Problem details » Select each line of the listing below that contains the string "vent" and copy it out unchanged.

============================================================

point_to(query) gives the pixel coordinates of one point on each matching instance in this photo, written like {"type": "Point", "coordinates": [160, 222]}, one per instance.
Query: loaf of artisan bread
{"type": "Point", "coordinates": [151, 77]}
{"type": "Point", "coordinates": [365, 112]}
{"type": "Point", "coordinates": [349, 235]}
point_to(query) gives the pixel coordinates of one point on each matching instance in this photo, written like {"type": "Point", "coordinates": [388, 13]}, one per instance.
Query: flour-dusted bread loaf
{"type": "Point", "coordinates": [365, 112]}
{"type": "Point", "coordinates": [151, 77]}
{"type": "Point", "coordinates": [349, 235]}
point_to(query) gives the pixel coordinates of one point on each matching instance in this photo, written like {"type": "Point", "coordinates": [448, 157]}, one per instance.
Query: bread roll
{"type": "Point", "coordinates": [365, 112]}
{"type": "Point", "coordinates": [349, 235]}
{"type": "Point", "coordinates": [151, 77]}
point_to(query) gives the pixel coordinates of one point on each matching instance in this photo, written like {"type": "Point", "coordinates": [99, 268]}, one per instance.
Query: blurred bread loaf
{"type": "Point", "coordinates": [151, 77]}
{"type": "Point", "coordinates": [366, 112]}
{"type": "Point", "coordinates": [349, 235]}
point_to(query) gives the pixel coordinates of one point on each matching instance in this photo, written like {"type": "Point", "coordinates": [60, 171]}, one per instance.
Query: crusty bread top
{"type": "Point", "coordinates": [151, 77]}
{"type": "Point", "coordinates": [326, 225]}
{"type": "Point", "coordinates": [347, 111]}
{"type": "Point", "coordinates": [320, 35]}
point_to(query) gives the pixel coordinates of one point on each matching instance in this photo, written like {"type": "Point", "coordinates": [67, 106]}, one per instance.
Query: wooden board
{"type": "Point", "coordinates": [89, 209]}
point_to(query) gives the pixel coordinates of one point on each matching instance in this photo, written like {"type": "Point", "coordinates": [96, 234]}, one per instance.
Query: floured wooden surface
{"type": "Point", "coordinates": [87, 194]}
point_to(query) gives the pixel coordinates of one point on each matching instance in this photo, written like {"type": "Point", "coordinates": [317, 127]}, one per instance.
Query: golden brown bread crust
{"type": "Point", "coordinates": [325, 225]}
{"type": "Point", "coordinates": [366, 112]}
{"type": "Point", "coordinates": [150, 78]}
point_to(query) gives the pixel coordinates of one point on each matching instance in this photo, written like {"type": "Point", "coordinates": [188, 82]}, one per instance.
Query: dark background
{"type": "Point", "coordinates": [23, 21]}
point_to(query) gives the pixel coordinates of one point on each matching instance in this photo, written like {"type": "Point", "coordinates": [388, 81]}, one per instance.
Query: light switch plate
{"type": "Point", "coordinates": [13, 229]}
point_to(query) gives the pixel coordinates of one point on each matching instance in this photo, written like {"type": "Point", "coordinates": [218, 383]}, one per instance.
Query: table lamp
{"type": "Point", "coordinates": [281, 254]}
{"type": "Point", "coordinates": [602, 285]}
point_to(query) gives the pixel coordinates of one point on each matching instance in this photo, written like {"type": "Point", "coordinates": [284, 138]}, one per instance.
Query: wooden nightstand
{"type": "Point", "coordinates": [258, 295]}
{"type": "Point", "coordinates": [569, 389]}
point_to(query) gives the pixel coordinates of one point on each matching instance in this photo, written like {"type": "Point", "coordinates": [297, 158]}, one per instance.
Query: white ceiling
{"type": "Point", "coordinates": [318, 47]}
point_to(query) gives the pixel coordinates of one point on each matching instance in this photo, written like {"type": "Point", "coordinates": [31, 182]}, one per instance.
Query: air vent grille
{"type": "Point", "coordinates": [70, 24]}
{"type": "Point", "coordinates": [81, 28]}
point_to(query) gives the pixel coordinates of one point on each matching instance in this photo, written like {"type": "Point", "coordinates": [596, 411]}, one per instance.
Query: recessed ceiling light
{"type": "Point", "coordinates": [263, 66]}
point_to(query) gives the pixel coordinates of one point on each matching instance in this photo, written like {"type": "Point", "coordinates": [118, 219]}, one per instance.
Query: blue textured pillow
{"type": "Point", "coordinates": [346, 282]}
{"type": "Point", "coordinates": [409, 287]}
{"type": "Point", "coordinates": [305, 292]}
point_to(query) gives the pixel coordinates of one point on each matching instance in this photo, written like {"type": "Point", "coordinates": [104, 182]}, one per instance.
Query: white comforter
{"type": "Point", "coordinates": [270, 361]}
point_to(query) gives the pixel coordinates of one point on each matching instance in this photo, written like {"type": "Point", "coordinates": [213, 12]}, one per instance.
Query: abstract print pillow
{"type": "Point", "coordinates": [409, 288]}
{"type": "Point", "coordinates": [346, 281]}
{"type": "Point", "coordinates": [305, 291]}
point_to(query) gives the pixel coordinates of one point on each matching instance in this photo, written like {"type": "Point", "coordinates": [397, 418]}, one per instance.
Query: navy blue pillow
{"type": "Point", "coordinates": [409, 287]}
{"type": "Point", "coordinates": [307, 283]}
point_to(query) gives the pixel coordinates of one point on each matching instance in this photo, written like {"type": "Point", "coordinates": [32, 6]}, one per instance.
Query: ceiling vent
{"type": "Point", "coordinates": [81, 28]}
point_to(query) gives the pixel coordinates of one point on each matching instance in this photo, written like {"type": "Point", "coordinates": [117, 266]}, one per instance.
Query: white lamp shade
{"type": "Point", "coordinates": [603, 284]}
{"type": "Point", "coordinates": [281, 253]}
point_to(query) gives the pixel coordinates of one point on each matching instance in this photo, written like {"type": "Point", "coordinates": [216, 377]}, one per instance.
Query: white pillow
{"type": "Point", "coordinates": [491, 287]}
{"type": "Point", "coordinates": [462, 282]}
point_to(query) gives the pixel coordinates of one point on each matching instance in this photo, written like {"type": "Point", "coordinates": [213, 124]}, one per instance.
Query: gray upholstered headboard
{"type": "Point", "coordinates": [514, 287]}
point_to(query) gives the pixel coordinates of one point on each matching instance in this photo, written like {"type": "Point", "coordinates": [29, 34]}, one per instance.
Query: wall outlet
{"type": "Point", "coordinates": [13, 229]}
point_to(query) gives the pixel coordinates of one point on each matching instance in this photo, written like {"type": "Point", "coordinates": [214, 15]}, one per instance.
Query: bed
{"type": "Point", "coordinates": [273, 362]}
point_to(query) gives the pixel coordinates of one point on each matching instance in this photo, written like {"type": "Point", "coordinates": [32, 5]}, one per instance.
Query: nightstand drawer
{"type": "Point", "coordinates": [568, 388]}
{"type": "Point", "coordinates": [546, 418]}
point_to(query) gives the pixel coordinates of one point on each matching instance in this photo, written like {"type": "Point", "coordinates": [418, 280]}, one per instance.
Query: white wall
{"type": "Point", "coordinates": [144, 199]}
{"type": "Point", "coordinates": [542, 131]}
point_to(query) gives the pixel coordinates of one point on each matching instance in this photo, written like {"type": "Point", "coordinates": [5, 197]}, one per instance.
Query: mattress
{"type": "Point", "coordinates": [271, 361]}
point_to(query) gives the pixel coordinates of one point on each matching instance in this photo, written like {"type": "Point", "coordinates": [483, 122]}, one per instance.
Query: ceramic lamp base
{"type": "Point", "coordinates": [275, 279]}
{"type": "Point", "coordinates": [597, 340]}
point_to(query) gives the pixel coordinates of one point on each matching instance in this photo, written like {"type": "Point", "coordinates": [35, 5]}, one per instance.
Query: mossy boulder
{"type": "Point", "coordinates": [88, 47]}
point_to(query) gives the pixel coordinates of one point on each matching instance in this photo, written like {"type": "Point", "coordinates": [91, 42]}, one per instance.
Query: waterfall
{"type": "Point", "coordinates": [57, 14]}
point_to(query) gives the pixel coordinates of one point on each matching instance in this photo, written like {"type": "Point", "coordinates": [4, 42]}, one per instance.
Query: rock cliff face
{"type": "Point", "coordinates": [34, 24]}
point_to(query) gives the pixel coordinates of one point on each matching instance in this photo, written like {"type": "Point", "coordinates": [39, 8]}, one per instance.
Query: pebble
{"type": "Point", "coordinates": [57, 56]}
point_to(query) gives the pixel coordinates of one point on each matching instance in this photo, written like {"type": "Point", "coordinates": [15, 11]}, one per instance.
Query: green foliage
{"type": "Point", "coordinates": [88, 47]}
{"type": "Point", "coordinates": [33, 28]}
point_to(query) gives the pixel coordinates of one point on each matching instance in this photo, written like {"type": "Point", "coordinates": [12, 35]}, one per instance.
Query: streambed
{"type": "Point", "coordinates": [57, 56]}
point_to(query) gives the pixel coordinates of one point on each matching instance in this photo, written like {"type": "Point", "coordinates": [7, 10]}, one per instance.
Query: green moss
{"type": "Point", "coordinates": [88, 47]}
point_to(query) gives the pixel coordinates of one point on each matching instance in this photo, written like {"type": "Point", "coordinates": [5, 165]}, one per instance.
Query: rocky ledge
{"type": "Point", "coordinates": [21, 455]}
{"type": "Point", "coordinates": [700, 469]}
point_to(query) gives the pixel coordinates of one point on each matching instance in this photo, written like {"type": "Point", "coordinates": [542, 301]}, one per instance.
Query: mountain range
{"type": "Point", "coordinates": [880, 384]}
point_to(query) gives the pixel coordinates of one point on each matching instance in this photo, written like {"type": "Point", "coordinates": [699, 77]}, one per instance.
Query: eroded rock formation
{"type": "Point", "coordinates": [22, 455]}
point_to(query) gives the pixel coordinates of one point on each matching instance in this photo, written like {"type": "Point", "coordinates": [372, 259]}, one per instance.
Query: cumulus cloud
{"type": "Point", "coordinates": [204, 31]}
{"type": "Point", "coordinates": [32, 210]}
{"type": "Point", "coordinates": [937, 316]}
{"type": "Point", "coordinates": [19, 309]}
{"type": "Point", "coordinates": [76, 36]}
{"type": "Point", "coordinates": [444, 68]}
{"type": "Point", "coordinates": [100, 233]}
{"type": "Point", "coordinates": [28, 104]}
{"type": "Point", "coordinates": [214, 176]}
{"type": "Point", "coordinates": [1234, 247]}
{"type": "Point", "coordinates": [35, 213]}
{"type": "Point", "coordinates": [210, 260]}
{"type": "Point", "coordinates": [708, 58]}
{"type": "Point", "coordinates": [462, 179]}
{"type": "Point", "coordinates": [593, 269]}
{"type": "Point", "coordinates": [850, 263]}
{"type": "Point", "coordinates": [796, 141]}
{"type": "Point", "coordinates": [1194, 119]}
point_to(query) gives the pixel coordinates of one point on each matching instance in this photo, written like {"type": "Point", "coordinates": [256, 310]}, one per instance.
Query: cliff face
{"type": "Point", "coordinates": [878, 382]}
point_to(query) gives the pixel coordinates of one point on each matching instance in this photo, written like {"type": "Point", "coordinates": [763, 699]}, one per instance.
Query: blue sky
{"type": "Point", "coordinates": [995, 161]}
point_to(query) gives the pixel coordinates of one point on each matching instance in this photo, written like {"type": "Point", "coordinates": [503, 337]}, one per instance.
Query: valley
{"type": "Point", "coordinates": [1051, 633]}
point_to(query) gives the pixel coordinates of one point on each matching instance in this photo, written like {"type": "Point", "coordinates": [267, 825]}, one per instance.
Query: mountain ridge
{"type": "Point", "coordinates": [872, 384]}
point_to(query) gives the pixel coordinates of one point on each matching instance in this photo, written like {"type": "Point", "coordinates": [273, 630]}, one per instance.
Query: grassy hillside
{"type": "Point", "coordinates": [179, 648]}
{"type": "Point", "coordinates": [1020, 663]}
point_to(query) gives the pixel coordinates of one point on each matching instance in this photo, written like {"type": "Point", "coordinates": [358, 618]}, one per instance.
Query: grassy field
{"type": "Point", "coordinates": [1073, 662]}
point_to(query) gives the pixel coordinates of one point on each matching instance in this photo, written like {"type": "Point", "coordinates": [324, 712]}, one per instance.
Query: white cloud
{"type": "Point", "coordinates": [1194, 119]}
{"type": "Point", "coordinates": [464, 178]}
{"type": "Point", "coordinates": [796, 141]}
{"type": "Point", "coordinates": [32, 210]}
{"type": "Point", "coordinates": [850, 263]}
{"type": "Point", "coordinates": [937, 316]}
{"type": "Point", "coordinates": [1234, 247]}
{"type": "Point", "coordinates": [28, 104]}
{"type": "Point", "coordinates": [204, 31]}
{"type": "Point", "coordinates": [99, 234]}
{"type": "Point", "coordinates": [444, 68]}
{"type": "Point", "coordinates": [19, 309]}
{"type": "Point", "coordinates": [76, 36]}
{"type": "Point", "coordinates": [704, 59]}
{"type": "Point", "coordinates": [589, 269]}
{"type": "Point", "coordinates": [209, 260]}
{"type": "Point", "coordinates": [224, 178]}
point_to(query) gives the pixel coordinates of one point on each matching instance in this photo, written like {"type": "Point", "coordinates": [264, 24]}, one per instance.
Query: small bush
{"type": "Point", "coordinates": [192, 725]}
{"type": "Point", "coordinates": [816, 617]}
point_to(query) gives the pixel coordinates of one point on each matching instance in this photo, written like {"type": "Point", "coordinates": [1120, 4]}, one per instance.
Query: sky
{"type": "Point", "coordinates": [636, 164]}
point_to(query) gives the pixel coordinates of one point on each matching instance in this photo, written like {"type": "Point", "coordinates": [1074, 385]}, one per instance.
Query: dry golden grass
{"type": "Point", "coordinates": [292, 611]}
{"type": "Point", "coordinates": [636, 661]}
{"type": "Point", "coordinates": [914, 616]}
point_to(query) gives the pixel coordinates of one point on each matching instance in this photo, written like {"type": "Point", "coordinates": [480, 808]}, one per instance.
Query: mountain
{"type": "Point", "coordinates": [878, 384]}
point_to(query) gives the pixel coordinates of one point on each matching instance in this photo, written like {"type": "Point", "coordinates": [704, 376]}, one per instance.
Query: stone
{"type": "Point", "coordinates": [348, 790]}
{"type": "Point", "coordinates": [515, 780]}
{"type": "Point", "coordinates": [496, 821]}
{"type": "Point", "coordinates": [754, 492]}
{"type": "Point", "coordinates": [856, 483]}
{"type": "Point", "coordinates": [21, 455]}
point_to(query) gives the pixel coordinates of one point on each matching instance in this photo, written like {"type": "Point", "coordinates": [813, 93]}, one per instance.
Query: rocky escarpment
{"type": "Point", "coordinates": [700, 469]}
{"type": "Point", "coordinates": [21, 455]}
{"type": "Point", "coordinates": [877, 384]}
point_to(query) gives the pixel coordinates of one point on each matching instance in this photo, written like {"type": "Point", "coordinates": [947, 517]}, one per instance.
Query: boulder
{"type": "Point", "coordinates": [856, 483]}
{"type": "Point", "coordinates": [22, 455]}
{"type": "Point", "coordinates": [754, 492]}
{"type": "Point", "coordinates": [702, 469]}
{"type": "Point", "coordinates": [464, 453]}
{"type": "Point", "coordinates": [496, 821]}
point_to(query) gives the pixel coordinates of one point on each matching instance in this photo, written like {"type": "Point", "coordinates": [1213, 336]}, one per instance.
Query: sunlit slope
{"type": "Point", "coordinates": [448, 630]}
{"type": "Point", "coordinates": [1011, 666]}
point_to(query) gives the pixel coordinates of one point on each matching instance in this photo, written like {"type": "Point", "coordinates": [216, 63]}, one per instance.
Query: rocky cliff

============================================================

Result below »
Query: air vent grille
Query: ceiling vent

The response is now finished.